• Your task: Please render the lines below as a Markdown table with the columns "Row" and "Line," skipping any blank lines. Leave the pictures out of the table.

--- Start of Source records ---

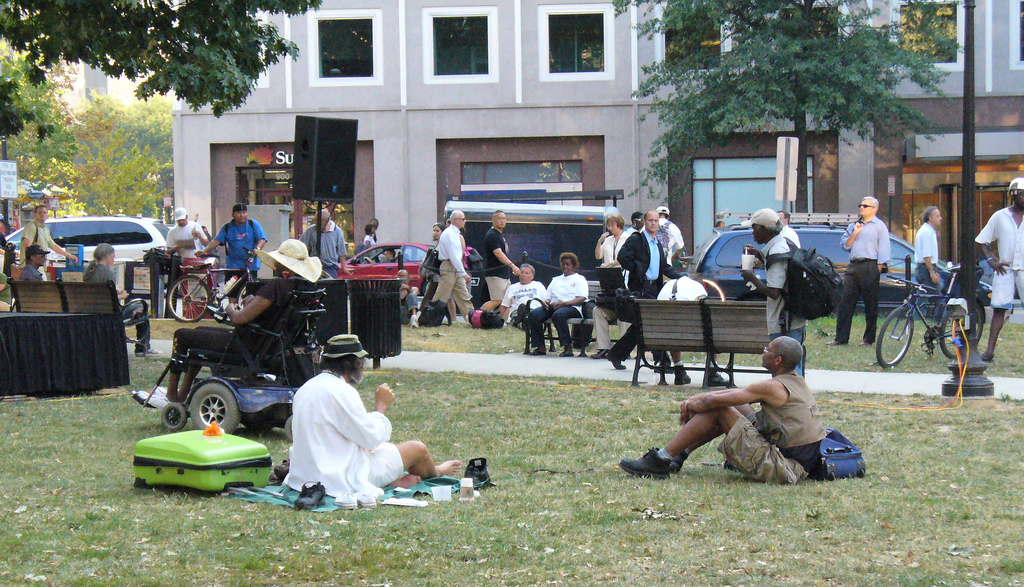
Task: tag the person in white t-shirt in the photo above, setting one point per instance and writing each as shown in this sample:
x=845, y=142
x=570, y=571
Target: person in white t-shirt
x=523, y=291
x=336, y=442
x=564, y=298
x=926, y=247
x=185, y=237
x=1006, y=229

--- End of Source records ---

• Task result:
| Row | Line |
|---|---|
| 1 | Task: tag the person in white t-shirt in the photo above, setting one point per instance and writing each as shown in this sample: |
| 2 | x=845, y=142 |
| 3 | x=570, y=571 |
| 4 | Target: person in white t-shirt |
| 5 | x=523, y=291 |
| 6 | x=336, y=442 |
| 7 | x=564, y=298 |
| 8 | x=926, y=247 |
| 9 | x=185, y=237 |
| 10 | x=1006, y=229 |